*** Input data ***

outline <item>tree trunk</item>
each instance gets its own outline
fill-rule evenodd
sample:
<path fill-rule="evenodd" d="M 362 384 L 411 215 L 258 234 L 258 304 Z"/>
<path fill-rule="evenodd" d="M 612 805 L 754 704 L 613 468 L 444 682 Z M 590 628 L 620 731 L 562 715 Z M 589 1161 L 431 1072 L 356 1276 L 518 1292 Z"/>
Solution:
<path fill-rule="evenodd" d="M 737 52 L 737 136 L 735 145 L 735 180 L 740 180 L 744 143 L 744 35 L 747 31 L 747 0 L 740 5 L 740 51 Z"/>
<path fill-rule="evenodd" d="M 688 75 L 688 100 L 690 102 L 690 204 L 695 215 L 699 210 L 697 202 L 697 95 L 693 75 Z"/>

***

__Goal__
Copy every row above word for word.

__Solution to the problem__
outline <item>tree trunk</item>
each instance gets its own outline
fill-rule evenodd
sample:
<path fill-rule="evenodd" d="M 362 384 L 411 215 L 258 234 L 258 304 Z"/>
<path fill-rule="evenodd" d="M 612 805 L 754 704 L 613 468 L 444 682 Z M 590 628 L 620 731 L 562 715 Z M 589 1161 L 431 1072 L 356 1276 L 518 1292 Z"/>
Solution:
<path fill-rule="evenodd" d="M 737 52 L 737 136 L 735 145 L 735 180 L 740 180 L 744 143 L 744 35 L 747 31 L 747 0 L 740 5 L 740 51 Z"/>
<path fill-rule="evenodd" d="M 688 75 L 688 100 L 690 102 L 690 204 L 695 215 L 699 210 L 697 202 L 697 95 L 693 75 Z"/>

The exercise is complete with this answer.